=== Input material ===

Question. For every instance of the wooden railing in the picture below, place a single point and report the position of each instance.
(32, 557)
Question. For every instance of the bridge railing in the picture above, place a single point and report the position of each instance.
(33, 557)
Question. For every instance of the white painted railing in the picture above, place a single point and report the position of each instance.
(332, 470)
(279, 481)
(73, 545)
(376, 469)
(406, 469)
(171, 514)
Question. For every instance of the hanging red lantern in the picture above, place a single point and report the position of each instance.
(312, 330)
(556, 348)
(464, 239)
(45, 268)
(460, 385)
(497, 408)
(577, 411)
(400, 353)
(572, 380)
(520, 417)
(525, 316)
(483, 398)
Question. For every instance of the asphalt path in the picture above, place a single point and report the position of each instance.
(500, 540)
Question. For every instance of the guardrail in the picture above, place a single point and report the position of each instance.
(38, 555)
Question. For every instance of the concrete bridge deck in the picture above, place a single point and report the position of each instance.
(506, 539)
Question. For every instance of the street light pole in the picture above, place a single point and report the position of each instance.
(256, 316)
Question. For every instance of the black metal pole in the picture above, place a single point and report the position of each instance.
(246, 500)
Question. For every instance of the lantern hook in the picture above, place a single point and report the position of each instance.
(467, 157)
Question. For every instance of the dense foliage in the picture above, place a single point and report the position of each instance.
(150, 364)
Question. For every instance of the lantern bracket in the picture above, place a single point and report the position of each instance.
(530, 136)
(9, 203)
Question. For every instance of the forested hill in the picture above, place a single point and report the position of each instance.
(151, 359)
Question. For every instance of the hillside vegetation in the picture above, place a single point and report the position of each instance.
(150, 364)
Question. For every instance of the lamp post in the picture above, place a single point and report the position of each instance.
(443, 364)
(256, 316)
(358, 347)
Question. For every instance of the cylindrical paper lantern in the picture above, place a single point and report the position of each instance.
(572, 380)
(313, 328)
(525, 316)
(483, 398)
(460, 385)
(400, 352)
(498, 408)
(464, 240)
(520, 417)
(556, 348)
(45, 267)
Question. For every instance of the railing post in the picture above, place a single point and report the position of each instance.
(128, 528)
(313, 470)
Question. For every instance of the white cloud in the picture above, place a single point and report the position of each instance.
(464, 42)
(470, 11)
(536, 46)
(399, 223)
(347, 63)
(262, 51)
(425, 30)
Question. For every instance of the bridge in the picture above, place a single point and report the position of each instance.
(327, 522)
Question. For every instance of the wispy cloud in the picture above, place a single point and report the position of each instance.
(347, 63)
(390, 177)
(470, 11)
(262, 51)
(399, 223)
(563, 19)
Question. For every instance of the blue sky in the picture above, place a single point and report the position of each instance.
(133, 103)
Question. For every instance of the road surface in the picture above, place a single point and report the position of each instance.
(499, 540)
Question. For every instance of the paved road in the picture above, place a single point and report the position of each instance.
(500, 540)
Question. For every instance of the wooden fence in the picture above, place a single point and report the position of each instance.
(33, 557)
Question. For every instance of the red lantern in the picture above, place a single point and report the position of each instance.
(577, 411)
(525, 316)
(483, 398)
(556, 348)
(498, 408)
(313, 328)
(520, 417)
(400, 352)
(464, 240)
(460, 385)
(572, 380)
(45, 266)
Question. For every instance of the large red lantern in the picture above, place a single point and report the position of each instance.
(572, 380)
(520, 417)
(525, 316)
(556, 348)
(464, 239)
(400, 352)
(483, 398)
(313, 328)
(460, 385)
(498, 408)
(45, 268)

===

→ **Problem details**: Rewrite the whole listing above, changing each "place a single point" to "mark one point" and keeping everything else the same.

→ **Answer to this problem**:
Question. For every instance of the wooden railing in the picture below, mark one point and report the position of each instance.
(32, 557)
Question. For every instance of the bridge railing in the picture above, mark one point and report the position of each instance.
(33, 557)
Question. For every instance of the white painted railing in the picture above, mark one point and report the position of each instance.
(332, 470)
(279, 481)
(73, 545)
(376, 469)
(406, 469)
(171, 514)
Question. For every instance of the hanging red lantern in the picture above, mark one point and report the position of each instance.
(312, 330)
(556, 348)
(464, 239)
(45, 268)
(460, 385)
(497, 408)
(577, 411)
(400, 353)
(572, 380)
(520, 417)
(525, 316)
(483, 398)
Question. For every instance of the asphalt path in the picture above, mark one point and report the position of each instance.
(500, 540)
Question. For every instance of the guardrail in the picture above, mark one point and report the position of each instance.
(38, 555)
Question. For every instance of the concrete bridge deck in the picture above, mark one point and report the position of each instance.
(506, 539)
Question. For every instance of the street light pole in the picture above, mark one point and report the position of each instance.
(256, 316)
Question. For every instance of the black metal pole in the picture above, mark one point and report the position of each instance.
(246, 500)
Question. For every instance of the lantern hook in the picture above, mark one point and report the position of each instance.
(467, 157)
Question. For every instance of the dense foliage in the picture above, mark one point and report the position of each instance.
(150, 364)
Question. For every instance of the lantern bracket in the picture above, mark one point and report the position of each instance.
(530, 136)
(9, 203)
Question. For every instance of the forested hill in the picture above, mark one point and report the position of each instance.
(151, 359)
Question. For every instance of the hillside vegetation in the picture above, mark one point and report the position of each instance.
(150, 364)
Question. For every instance of the lamp post in the picture above, mark one point and report the position of each instance.
(443, 364)
(256, 316)
(358, 347)
Question. For every instance of the cylindrical paper lantern in the picture above, mark one point and report the position of each instance.
(572, 380)
(313, 328)
(525, 316)
(483, 398)
(460, 385)
(400, 352)
(498, 408)
(464, 240)
(520, 417)
(556, 348)
(45, 267)
Question. For every instance of the railing post in the picture above, mark one point and report the position of each instance.
(128, 528)
(313, 470)
Question. For every instance of the white cloud in the picture above, mark one point and report the position of each instance.
(464, 42)
(470, 11)
(536, 46)
(399, 223)
(347, 63)
(262, 51)
(425, 30)
Question. For every instance of the bridge in the picture above, mark one point and report the position of each instance.
(327, 522)
Question. For every instance of the wispy cloud in the picture above, mark one point and report the position of each instance.
(347, 63)
(390, 177)
(470, 11)
(262, 51)
(399, 223)
(563, 19)
Question. For every instance of the blue sky in the picture above, mark one point and report the position of each instance.
(133, 103)
Question. For every instance of the road surface in the picture above, mark one point and report the position of each instance.
(499, 540)
Question. For every instance of the paved road in the picture above, mark one point and report the position of each instance.
(500, 540)
Question. For every instance of the wooden fence in the picture above, mark one point and report the position of each instance.
(33, 557)
Question. For every instance of the red lantern in the picture above, mark one point and report the position of each instance.
(577, 411)
(525, 316)
(483, 398)
(556, 348)
(498, 408)
(313, 328)
(520, 417)
(400, 352)
(464, 240)
(460, 385)
(572, 380)
(45, 266)
Question. For every instance of the large red lantern in the picture above, mark one point and report the position of each instance.
(572, 380)
(520, 417)
(525, 316)
(556, 348)
(464, 239)
(400, 352)
(483, 398)
(313, 328)
(460, 385)
(498, 408)
(45, 268)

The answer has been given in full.